# Directive
Rewrite each of the items below as a JSON list of strings, giving every line its own string and leaving out blank lines.

# Source records
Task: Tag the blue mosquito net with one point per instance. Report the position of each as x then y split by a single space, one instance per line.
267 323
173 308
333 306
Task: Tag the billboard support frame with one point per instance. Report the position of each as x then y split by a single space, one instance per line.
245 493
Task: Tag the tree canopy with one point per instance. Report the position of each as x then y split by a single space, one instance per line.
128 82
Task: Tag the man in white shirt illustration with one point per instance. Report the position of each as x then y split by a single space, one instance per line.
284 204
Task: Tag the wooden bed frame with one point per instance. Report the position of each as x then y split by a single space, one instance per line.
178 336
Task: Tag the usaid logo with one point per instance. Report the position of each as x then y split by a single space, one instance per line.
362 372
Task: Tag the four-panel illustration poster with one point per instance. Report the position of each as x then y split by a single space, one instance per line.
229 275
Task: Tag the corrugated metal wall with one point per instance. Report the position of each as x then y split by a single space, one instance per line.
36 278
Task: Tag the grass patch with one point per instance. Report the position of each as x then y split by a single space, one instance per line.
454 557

# Exercise answer
[
  "Task: Tag the blue mosquito net with one point per instance. Report the position of each as x then y split by a single space, one instance per line.",
  "267 323",
  "173 308",
  "333 306",
  "Task: Tag the billboard support frame with one point per instance. Report the position of each as x then y split by a single space, one instance per line.",
  "245 493",
  "Task: Tag the tree canopy with one point per instance. Report the position of each as x then y split by a single space, one instance per line.",
  "128 82",
  "Task: Tag the man in white shirt illustration with one point per instance. Report the position of each as x then y split by a single space, one instance per line.",
  "284 204",
  "Task: Tag the wooden bed frame with one point per instance. Report the position of each as x then y split by a single space, one instance per line.",
  "178 336",
  "Task: Tag the usaid logo with one point per instance. Report the position of each as x then y split by a single space, one instance per line.",
  "362 372",
  "Task: Tag the four-panel illustration poster with one point per instance. Report the position of each as x then y split by a single space, one instance per line.",
  "229 275",
  "Task: Tag the corrugated metal wall with one point per instance. Report the position of each as x then y split by a single space, one instance per line.",
  "36 278",
  "Task: Tag the grass patch with one point per instance. Report the position of each as x then y split by a single space, one instance per line.",
  "454 557"
]